== AIM OF THE TASK ==
Convert the lines below into a Markdown table with two columns, Row and Line. Number each line and skip any blank ones.

======== LISTING ========

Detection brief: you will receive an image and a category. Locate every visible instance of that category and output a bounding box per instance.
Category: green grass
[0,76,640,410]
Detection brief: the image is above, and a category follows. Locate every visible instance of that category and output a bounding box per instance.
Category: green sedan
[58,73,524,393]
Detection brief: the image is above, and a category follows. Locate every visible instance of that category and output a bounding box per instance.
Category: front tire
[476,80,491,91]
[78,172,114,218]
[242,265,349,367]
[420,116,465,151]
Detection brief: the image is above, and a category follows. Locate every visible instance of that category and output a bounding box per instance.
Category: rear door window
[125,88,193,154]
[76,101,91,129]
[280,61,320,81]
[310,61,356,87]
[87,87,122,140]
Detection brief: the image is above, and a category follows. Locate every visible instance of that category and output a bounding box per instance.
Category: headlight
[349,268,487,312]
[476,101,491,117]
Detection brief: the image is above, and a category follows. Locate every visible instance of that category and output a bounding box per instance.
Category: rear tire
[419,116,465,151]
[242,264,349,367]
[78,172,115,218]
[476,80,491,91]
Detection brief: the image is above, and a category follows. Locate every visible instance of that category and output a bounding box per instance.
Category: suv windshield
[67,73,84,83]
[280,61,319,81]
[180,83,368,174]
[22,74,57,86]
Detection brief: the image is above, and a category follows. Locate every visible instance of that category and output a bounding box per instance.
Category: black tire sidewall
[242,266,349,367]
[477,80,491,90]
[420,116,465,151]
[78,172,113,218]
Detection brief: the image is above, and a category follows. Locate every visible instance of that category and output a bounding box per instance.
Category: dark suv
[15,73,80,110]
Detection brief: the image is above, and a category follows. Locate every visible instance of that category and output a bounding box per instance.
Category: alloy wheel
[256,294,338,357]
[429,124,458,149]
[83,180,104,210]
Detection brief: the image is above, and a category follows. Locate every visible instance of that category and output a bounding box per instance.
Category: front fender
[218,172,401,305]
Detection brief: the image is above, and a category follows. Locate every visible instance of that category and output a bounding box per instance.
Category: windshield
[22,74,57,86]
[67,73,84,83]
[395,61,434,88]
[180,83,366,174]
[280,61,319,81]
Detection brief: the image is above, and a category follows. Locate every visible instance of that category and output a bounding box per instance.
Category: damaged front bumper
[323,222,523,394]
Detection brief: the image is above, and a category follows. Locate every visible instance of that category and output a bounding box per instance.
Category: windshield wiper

========

== RESPONSE ==
| Row | Line |
|---|---|
| 1 | Detection brief: you will receive an image and a category. Locate every visible instance of that category and output a bounding box per instance. |
| 2 | Category: green grass |
| 3 | [0,76,640,410] |
| 4 | Detection brief: the image is above, and a category follows. Locate every visible instance of that category and output a bounding box per instance. |
| 5 | Category: green sedan |
| 6 | [58,73,524,393] |
| 7 | Detection brief: the image is above, and a category follows. Locate every visible instance of that category and output a bounding box per instance. |
| 8 | Category: front tire |
| 9 | [476,80,491,91] |
| 10 | [78,172,114,218] |
| 11 | [242,265,349,367] |
| 12 | [420,116,465,151] |
| 13 | Detection brief: the image is above, and a category follows. Locate every visible instance of that category and output a bounding box per instance. |
| 14 | Category: rear door window |
| 15 | [125,88,193,154] |
| 16 | [76,101,91,129] |
| 17 | [280,61,320,81] |
| 18 | [310,61,356,87] |
| 19 | [87,87,122,140] |
| 20 | Detection brief: the image is above, and a category follows. Locate every visible instance of that category and output a bounding box per instance. |
| 21 | Category: headlight |
| 22 | [349,268,487,312] |
| 23 | [476,101,491,117] |
| 24 | Detection brief: the image is above, and a category follows. Locate every visible instance of that category and output a bounding box per instance. |
| 25 | Category: rear tire |
| 26 | [419,116,465,151] |
| 27 | [242,264,349,367] |
| 28 | [78,172,115,218] |
| 29 | [476,80,491,91] |
| 30 | Detection brief: the image is above, and a category follows. Locate every visible instance of that category and output a bounding box per instance. |
| 31 | Category: suv windshield |
| 32 | [67,73,84,83] |
| 33 | [280,61,319,81] |
| 34 | [180,83,368,174] |
| 35 | [22,74,57,86] |
| 36 | Detection brief: the image is above, and a category follows. Locate every visible instance of that category and output a bounding box per instance. |
| 37 | Category: black tire sidewall |
| 38 | [242,266,349,367] |
| 39 | [477,80,491,90] |
| 40 | [420,116,465,151] |
| 41 | [78,172,113,218] |
| 42 | Detection brief: the image is above, and a category follows. Locate every visible instance of that category and output a bounding box per instance. |
| 43 | Category: dark suv |
| 44 | [15,73,80,110] |
| 45 | Detection brief: the image is above, and a category follows. Locate every visible instance of that category and output a bounding box per instance. |
| 46 | Category: alloy wheel |
| 47 | [256,294,338,357] |
| 48 | [429,124,458,149] |
| 49 | [83,180,104,210] |
| 50 | Detection brief: the image is above, and a category follows. Locate every visible instance of that category and output a bounding box per instance. |
| 51 | Category: front fender |
| 52 | [218,172,401,305] |
| 53 | Detection brief: the image is above, and a category follows. Locate every visible instance of that category and output a bounding box per instance. |
| 54 | Category: windshield |
| 55 | [22,74,57,86] |
| 56 | [67,73,84,83] |
| 57 | [395,61,434,88] |
| 58 | [180,83,366,174] |
| 59 | [280,61,319,81] |
| 60 | Detection brief: the image is above, and a category follows. Locate every visible instance of that category and output a bounding box per instance. |
| 61 | Category: damaged front bumper |
| 62 | [323,222,523,394] |
| 63 | Detection brief: the image is above, and a category follows. Locate every visible instance of that category and output a bounding box per instance. |
| 64 | Category: windshield wiper |